Contour labeling items

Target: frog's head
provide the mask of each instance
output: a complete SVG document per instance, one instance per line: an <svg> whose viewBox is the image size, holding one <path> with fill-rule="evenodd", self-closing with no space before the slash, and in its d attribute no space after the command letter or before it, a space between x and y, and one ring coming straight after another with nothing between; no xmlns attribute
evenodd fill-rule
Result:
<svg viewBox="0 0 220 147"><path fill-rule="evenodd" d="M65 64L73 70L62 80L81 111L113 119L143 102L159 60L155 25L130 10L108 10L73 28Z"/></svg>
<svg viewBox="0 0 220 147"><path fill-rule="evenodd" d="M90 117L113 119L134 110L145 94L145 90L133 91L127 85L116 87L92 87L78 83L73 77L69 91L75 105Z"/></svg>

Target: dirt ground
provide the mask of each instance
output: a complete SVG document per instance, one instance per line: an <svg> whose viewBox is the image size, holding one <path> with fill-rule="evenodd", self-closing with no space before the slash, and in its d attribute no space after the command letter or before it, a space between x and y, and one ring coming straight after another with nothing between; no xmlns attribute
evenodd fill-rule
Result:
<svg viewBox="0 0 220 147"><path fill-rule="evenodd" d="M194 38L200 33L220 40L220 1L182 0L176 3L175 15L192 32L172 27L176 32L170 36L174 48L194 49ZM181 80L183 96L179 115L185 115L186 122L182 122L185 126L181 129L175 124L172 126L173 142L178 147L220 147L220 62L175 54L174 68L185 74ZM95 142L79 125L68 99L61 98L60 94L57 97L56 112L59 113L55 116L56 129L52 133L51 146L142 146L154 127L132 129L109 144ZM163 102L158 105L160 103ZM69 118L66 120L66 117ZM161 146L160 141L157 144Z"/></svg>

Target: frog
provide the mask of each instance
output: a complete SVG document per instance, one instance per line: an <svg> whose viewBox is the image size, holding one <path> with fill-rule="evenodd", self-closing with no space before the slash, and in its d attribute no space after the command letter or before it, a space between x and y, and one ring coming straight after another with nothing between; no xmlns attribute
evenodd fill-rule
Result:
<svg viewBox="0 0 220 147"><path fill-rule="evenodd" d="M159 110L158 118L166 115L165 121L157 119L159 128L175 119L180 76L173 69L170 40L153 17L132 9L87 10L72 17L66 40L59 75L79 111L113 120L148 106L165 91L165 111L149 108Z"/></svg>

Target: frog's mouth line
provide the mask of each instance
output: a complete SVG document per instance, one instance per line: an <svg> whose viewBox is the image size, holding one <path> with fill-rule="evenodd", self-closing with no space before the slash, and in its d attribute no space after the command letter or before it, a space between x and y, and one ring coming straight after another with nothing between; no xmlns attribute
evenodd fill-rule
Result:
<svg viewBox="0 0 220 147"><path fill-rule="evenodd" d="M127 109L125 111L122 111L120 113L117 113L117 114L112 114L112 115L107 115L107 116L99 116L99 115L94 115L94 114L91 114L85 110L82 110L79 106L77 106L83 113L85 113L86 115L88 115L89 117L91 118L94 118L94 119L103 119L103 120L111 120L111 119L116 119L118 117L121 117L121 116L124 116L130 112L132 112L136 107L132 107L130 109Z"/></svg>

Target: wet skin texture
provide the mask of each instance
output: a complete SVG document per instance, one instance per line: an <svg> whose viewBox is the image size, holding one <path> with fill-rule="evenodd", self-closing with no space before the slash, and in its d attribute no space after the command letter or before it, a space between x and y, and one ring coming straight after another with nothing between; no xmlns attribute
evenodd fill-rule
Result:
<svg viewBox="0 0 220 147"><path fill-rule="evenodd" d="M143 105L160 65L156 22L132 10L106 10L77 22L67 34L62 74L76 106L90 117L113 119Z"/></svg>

EXERCISE INSTRUCTIONS: Pull out every line of the records above that contains the string "frog", copying each line in full.

EXERCISE SOLUTION:
Target: frog's head
Target: frog
Target: frog's mouth line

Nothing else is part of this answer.